[Exercise A] In the entries, copy the part that opens with the line containing "Could you point out where the parked" and closes with the line containing "0,150 -> 498,280", replacing "scan" with "aerial image" everywhere in it and changing nothing else.
+-------+
Fix-and-Flip Calculations: How Much Financing Should You Take On?

Did you know that the total value of the U.S. housing market is roughly $45 trillion? For many investors, these homes are an ideal real estate investment. But how can you calculate the fix-and-flip expenses of your latest home?

If you’re curious about house flipping, we’re here to help. Read on for a brief overview of the most effective ways to calculate your fix-and-flip expenses. We’ll also look at some of the features that will affect your loan, expenses, and net profit.

How Do You Calculate a Fix and Flip?

A good fix-and-flip calculator will help you work out the costs of your fix-and-flip loans, expenses, and more. Essentially, a calculator better helps break down your costs, revenue, and net profit. It’s a crucial tool for understanding the financial situation of your latest house-flipping venture.

A fix-and-flip calculator requires several inputs to see the costs. These include acquisition, renovation, repairs, carrying, and closing. Here’s a more detailed breakdown of the costs:

  • Purchase Price: The cost of acquiring the property.
  • Repair Costs: This includes the cost of labor and materials for all necessary renovations. Be sure to factor in unexpected costs by adding a buffer to your initial estimates.
  • Selling Costs: These include realtor commissions, closing costs, and any marketing expenses incurred while selling the property.
  • Holding Costs: These are the expenses associated with owning the property while it’s undergoing renovations and waiting to be sold. This includes property taxes, insurance, and interest on any loans used to finance the project.

Additionally, you should have an estimate for the after-repair value of the property or ARV. This is the estimated market value of the property after renovations are complete. An accurate ARV assessment is crucial for calculating the project’s feasibility. You can research similar recently sold homes in the area to estimate a realistic ARV.

Once you have a handle on the revenue and cost estimates, you can calculate some key metrics to determine the potential profitability of most fix and flips

  • Total Investment: This is the sum of the purchase price, repair costs, and holding costs as determined by your fix and flip calculator.
  • Gross Profit: This is the difference between the ARV and the total investment. (ARV-Total Investment)
  • Net Profit: This is the gross profit minus the selling costs. (Gross Profit -Selling Costs)
  • Return on Investment (ROI): This is a profitability metric that expresses the net profit as a percentage of the total investment. It’s calculated as: (Net Profit / Total Investment) x 100%

How Much Money Do You Need for a Fix and Flip?

Now that we better understand how to calculate the costs for a fix and flip home, let’s take a look at how to put it into action.

While there are many automated tools you can use for these calculations, it’s rarely more complex than adding, subtracting, and dividing. You can do these calculations by hand but don’t hesitate to use tools to ensure accuracy.

Purchase Price: Acquiring the Home

Your first step is to see how much it will cost to acquire the home. In most cases, this is the most expensive step in your fix-and-flip journey.

The price of a home varies drastically depending on location, condition, size, age, and more. For a house flipping project, you should look for homes that are in need of repairs and renovations. Primarily, this is because these homes are cheaper than others.
+-------+
[Exercise B] What reason does the fix-and-flip article give for choosing homes that need repairs and renovations for a house flipping project?
+-------+
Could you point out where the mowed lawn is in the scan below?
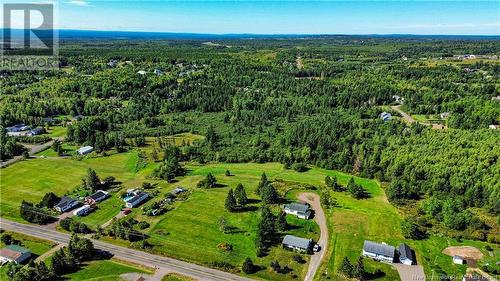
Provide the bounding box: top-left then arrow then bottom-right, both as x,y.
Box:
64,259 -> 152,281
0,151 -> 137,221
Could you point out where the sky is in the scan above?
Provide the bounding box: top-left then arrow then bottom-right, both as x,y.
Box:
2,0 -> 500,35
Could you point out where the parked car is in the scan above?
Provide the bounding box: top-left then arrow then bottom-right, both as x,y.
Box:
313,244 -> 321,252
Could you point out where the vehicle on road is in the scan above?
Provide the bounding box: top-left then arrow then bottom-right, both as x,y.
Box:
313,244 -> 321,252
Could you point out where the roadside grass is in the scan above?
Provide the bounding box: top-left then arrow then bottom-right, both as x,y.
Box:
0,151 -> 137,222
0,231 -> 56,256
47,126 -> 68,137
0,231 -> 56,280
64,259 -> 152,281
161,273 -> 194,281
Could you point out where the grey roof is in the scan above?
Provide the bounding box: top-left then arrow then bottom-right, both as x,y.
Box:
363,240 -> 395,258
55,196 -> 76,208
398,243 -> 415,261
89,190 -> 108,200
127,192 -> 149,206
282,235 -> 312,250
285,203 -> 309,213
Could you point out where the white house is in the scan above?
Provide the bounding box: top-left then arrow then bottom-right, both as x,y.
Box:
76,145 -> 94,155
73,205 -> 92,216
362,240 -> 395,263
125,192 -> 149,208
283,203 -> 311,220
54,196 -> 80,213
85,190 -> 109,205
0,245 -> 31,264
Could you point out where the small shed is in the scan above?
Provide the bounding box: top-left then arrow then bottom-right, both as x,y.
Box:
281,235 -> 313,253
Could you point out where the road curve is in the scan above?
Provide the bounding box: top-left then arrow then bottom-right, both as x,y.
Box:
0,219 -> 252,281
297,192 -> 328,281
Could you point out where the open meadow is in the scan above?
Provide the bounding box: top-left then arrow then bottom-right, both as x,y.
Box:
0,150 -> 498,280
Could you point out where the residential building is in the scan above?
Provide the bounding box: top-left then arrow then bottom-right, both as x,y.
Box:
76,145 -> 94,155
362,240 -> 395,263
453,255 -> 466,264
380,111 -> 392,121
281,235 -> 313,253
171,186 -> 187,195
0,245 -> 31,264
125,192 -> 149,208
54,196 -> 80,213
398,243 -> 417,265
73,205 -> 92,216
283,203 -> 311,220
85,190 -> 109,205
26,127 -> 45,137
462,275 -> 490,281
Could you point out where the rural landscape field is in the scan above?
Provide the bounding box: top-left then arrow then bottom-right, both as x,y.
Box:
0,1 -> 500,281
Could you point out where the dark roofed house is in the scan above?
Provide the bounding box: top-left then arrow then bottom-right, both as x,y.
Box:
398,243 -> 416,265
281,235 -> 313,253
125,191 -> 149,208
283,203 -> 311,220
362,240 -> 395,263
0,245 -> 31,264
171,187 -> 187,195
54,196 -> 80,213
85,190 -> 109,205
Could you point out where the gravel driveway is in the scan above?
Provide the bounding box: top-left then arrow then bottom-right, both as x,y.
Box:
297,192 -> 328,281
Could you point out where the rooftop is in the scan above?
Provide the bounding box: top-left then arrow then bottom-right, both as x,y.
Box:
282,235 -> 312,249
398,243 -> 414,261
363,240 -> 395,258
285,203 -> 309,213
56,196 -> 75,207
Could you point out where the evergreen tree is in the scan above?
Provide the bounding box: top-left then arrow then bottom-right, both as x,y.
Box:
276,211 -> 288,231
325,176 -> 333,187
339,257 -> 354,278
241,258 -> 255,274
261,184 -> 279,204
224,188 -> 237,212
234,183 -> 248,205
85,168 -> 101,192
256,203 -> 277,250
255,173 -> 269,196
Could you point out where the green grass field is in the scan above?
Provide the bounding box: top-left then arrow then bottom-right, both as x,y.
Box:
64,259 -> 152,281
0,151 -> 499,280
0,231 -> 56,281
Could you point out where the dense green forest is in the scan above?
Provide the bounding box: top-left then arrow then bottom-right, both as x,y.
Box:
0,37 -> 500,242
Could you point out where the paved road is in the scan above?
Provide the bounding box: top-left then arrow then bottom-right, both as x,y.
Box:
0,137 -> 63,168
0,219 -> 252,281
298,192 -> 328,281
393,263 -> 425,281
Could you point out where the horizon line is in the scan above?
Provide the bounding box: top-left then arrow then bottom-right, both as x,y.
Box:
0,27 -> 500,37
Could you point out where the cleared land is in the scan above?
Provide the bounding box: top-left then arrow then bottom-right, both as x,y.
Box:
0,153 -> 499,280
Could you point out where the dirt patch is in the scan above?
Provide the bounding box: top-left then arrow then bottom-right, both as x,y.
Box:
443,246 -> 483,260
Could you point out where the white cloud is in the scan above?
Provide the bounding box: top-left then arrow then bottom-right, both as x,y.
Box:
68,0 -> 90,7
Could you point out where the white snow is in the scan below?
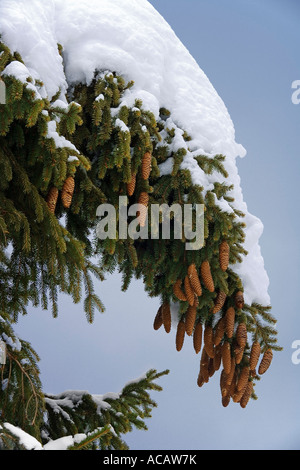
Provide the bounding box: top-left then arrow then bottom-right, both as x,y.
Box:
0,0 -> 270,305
+-------+
[Correct output A]
Could you point out where the parked car is in the aerial image above?
Provide the bounding box: top-left then arrow then bottom-right, both as x,y.
Box:
313,244 -> 321,252
Could you point out where the vehicle on road is in the aerial image above?
Provide the bounding box: top-left then arrow then bottom-right, both as x,y.
Box:
313,244 -> 321,252
Could you point out where the roadside grass is in the aerial image above?
Provide the bounding box: top-left then arrow then bottom-right, both as x,y.
Box:
0,151 -> 137,222
0,231 -> 56,256
47,126 -> 68,137
0,231 -> 56,280
64,259 -> 152,281
161,273 -> 194,281
Could you point out where the grey roof is in the aerial image above?
Provide the bounding box: top-left then arrow then bottom-right, both as x,y.
Box:
363,240 -> 395,258
55,196 -> 76,208
398,243 -> 415,261
89,190 -> 108,200
127,192 -> 149,206
282,235 -> 312,250
285,203 -> 309,213
Could you point out where the white house is in the aerial image above?
Provide the bounding box: top-left then arrow then bottom-right, both as x,y.
Box:
76,145 -> 94,155
73,205 -> 92,216
362,240 -> 395,263
125,192 -> 149,208
283,203 -> 311,220
54,196 -> 80,213
85,190 -> 109,205
0,245 -> 31,264
Could you point out where the small shed is in the aerial image above?
Provide the bounding box: top-left then arrow then bottom-right, both as x,y.
Box:
281,235 -> 313,253
Could you point out where the road curve is in the aerial image above?
Provide the bounding box: top-left then arrow then bottom-right, both as x,y.
Box:
0,219 -> 252,281
297,192 -> 328,281
Could you point out where the open meadow is in the aerial image above?
Provide the bounding box: top-left then arrow then bottom-right, both as x,y.
Box:
0,150 -> 498,280

[Correct output B] Such homes are cheaper than others.